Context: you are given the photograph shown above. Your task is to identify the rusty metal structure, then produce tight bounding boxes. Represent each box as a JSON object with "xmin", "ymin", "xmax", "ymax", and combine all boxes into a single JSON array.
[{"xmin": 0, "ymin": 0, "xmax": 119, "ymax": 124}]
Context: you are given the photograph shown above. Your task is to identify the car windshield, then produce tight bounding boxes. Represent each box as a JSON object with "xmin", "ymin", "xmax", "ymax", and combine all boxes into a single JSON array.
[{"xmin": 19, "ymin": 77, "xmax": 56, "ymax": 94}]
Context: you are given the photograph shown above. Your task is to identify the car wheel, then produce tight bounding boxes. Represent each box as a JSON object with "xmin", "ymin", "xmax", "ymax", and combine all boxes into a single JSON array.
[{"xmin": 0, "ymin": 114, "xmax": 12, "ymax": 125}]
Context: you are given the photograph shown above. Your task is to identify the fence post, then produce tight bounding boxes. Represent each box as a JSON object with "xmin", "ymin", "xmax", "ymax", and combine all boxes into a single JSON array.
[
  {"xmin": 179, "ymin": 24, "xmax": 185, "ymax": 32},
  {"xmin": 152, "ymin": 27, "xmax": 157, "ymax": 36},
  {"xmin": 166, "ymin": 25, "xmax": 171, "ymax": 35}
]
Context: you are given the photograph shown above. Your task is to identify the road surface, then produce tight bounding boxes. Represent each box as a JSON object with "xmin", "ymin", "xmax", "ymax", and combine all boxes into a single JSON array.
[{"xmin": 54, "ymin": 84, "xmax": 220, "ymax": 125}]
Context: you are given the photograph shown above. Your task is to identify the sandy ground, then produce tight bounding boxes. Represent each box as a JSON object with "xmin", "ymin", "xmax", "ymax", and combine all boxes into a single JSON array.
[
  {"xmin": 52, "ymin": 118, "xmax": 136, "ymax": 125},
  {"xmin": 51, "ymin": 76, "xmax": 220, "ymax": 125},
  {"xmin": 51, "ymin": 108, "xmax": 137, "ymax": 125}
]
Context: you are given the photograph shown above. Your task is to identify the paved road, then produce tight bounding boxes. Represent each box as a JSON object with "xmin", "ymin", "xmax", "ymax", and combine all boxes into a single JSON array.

■ YOUR INSTRUCTIONS ■
Would you output every record above exactly as it stands?

■ ANSWER SECTION ■
Context: you are given the photograph shown above. Your task is to identify the rusty metal structure, then produce tight bounding boxes. Represent each box as a JSON object with "xmin", "ymin", "xmax", "ymax", and combine all boxes into a single JSON array.
[{"xmin": 0, "ymin": 0, "xmax": 119, "ymax": 124}]
Context: you are given the photograph shown above. Your task is to identify the car windshield, then produce tight bounding boxes. Represent each box as a JSON object with "xmin", "ymin", "xmax", "ymax", and combine all boxes into a single JSON array.
[{"xmin": 19, "ymin": 77, "xmax": 56, "ymax": 94}]
Context: you are given the photograph shown above. Your task is to identify the car wheel, then produce tight bounding boxes. Represent each box as a JSON object with "xmin", "ymin", "xmax", "ymax", and combine all boxes into a single JSON array.
[{"xmin": 0, "ymin": 114, "xmax": 12, "ymax": 125}]
Context: you are given the photograph shown above. Your task is to identify the fence post, then produce tight bounding boxes. Represent each box as a JSON object with "xmin", "ymin", "xmax", "ymax", and combine all boxes into a single JSON array.
[
  {"xmin": 179, "ymin": 24, "xmax": 185, "ymax": 32},
  {"xmin": 152, "ymin": 27, "xmax": 157, "ymax": 36},
  {"xmin": 166, "ymin": 25, "xmax": 171, "ymax": 35}
]
Context: you are given the photograph shown above. Your task is to identify the road surface, then produce tight bounding boxes. Represent each box as a JSON object with "xmin", "ymin", "xmax", "ymax", and combine all boxes into a single JSON array.
[{"xmin": 54, "ymin": 84, "xmax": 220, "ymax": 125}]
Context: you are given the photograph shown above. Your task is to identify the sandy ground, then produce tight bounding boxes. Represent each box as a JSON object with "xmin", "ymin", "xmax", "ymax", and combine all boxes into a single JSON array.
[
  {"xmin": 52, "ymin": 118, "xmax": 136, "ymax": 125},
  {"xmin": 51, "ymin": 76, "xmax": 220, "ymax": 125},
  {"xmin": 51, "ymin": 108, "xmax": 137, "ymax": 125}
]
Context: you are given the photograph shown above. Your task is to identify the paved road, then produce tight bounding boxes. Represent each box as a JSON object with "xmin", "ymin", "xmax", "ymax", and combine all boxes into a single JSON array.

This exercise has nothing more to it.